Sports

Using Projection Models for 2015 Fantasy Baseball Drafts

If you’ve ever participated in a fantasy draft of any kind, you’re familiar with the concept of projections. Projections, they’re (almost) as simple as they sound. What do you project a given player to accomplish based on his past accomplishments? Projections are not restricted to the realm of fantasy sports however; teams utilize projections as well, to assist them in player valuation. In this post I’ll explain how you can use projections for player valuation for your own fantasy baseball league, using a model based either on Standing Points Gained above replacement, or Fantasy Points above replacement, depending upon the scoring system of the league [1]. In addition, I’ll be posting the R code used to perform the models, as well as Draft Cheat Sheets containing relevant draft info from many of the sources we searched.

5X5Roto10TeamDraftsheet

5x5Roto12TeamDraftsheet

Points10TeamDraftsheet

Points12TeamDraftsheet

Special Request (AL-only 4×4 10 Team no R or K): 4x4ALonly10Team

Update(3/21/2015):The projection database and draftsheets have all been updtaed, and the R code used to calculate TOTspgAR and FPtsAR has been posted. Enjoy.

I’ve compiled a database of as many publicly available projection systems as I could find
(ESPN, Yahoo, CBS, Steamer, Razzball, Zips, Clay Davenport’s and TG), and used this database to produce my own projection system, which I’ll refer to as the Duffy model (You’re right, I suck at naming things) [2-9]. I will have a later piece outlining how the various projection systems go about their business (tentatively titled: “99 Projections, But a Glitch in Each One?”), for now though, I’ll say the Duffy model takes the average of all the model’s (except TG as noted below) rate statistics (H-rate, BB-rate, etc.) for each player and projects them over the average number of plate appearances, or innings pitched for pitchers, predicted by the models [10]. In addition, as the Zips model makes no attempt to project playing time in the major leagues, we modified it by applying its rate based statistics over the average projected playing time from the other models, except the TG model for reasons explained below [11].

The Yahoo dataset used here is significantly smaller than the other datasets (approximately 300 players vs 900 players). The players it projects for are the top players, i.e. the ones receiving the most plate appearances, thus accounting for its skewed distribution shown below. This is an observer bias caused by my refusal to manually scrape projections for 1000 hitters and pitchers, though the supremely thorough among you might call this laziness (If you know how to programmatically scrape off Yahoo fantasy sports please let me know. I’m pretty sure I’m just running into the Great Pay Wall of RotoWire). On another note, the TG model has a curiously flat density function while every other model is clearly bimodal, so I’m somewhat skeptical of it. For instance, TG projects Kolten Wong to have a mere 303 PA, while each other model has him projected for over 500 PA [12]. The Duffy model closely matches the other relatively large datasets, Steamer and ModZips, in terms of projected plate appearances, as well as the other projected statistics. The Duffy model projections that will be used here to generate Fantasy Baseball values are also attached in raw form. The projected plate appearance distribution density functions for each model are plotted below in Figure 1, where the Duffy model is shown with increased line width (if you know how to display this increased line width in the legend using the ggplot2 R package, please let me know!).

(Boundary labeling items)
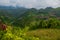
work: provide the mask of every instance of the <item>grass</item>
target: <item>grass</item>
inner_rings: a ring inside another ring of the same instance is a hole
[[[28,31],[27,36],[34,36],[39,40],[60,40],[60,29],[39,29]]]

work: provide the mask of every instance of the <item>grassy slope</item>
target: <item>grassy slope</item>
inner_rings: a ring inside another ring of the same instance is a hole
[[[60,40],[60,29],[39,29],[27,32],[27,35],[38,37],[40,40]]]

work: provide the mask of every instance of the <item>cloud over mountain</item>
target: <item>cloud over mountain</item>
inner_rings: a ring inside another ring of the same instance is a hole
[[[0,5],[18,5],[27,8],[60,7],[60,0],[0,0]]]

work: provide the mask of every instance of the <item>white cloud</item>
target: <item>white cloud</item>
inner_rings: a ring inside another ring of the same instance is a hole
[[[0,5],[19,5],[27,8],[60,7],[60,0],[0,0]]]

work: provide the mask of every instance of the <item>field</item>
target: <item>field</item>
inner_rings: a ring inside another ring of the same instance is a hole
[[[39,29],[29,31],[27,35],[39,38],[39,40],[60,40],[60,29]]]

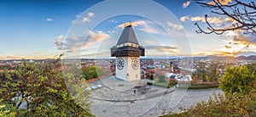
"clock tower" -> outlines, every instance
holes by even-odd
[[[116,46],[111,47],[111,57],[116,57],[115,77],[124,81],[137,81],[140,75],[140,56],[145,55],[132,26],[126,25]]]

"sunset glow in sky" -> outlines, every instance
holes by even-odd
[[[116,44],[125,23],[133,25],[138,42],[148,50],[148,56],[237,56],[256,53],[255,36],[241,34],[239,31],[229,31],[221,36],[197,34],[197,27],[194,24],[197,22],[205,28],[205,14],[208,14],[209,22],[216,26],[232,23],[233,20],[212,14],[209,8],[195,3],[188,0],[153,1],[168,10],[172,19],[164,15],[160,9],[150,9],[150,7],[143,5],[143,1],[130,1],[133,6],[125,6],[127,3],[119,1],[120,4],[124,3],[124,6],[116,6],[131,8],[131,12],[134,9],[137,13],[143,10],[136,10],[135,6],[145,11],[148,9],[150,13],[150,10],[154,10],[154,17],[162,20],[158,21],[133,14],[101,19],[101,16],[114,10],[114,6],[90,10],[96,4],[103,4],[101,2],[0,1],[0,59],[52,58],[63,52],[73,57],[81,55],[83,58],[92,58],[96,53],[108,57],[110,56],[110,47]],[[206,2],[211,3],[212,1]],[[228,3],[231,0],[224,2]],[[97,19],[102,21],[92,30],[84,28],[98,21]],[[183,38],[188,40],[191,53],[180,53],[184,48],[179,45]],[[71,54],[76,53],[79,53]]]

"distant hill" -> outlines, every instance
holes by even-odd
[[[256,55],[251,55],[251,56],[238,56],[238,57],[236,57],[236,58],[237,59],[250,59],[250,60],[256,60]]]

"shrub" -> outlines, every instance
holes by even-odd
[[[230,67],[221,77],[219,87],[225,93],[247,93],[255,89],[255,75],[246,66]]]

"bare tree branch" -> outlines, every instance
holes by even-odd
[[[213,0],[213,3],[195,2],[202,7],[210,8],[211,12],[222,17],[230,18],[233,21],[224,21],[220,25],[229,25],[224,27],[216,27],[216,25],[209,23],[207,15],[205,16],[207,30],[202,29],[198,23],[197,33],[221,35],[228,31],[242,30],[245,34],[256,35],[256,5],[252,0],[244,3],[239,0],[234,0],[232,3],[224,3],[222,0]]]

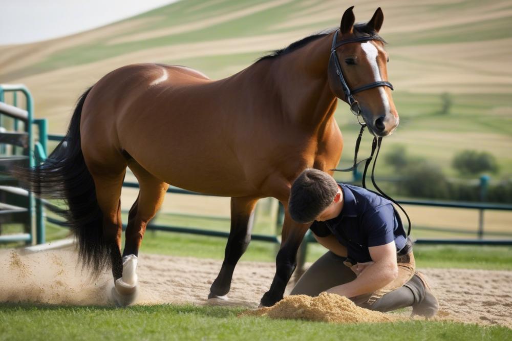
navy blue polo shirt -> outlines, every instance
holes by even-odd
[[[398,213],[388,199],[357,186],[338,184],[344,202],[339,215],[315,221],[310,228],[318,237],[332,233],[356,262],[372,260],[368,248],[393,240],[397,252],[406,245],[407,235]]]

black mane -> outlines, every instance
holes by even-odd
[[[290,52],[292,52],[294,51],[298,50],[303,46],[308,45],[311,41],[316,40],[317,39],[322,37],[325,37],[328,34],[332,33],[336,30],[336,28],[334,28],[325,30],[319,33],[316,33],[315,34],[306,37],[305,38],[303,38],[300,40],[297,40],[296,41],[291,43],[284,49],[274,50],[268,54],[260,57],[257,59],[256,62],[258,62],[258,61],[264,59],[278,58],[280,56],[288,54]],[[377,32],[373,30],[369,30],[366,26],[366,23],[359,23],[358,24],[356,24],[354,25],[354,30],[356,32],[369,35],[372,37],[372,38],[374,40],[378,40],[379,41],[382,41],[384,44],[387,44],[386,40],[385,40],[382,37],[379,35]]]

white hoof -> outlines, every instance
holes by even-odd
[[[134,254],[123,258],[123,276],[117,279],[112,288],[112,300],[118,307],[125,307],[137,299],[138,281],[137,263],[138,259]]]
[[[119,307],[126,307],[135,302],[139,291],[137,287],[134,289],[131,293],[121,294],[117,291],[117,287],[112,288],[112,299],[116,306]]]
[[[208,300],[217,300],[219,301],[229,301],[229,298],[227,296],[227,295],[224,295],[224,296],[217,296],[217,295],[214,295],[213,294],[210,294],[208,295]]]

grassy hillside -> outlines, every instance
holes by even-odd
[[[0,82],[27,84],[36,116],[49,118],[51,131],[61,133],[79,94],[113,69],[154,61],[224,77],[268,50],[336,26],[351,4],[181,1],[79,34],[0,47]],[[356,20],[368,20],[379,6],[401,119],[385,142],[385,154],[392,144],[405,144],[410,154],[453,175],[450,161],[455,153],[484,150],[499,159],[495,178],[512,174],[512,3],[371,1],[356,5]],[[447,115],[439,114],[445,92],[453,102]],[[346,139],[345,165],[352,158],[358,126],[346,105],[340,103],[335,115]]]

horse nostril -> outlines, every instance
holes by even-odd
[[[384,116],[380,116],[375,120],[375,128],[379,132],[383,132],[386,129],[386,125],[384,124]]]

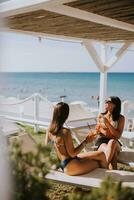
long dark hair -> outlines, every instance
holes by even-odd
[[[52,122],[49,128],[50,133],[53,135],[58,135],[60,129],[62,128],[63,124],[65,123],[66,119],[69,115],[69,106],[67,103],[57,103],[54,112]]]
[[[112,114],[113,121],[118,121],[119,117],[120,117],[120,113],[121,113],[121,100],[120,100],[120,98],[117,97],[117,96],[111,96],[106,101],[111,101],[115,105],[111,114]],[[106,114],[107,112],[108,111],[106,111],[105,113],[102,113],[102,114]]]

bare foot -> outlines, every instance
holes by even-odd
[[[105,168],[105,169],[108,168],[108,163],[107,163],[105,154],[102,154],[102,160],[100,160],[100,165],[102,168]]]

**YOUR OBJECTIVE:**
Translate this sentence from the fantasy baseball projections article into Spanish: "The Yahoo dataset used here is significantly smaller than the other datasets (approximately 300 players vs 900 players)." These items come from a different source than the article on fantasy baseball projections.

**RESULT:**
El conjunto de datos de Yahoo utilizado aquí es considerablemente más pequeño que los demás conjuntos de datos (aproximadamente 300 jugadores frente a 900 jugadores).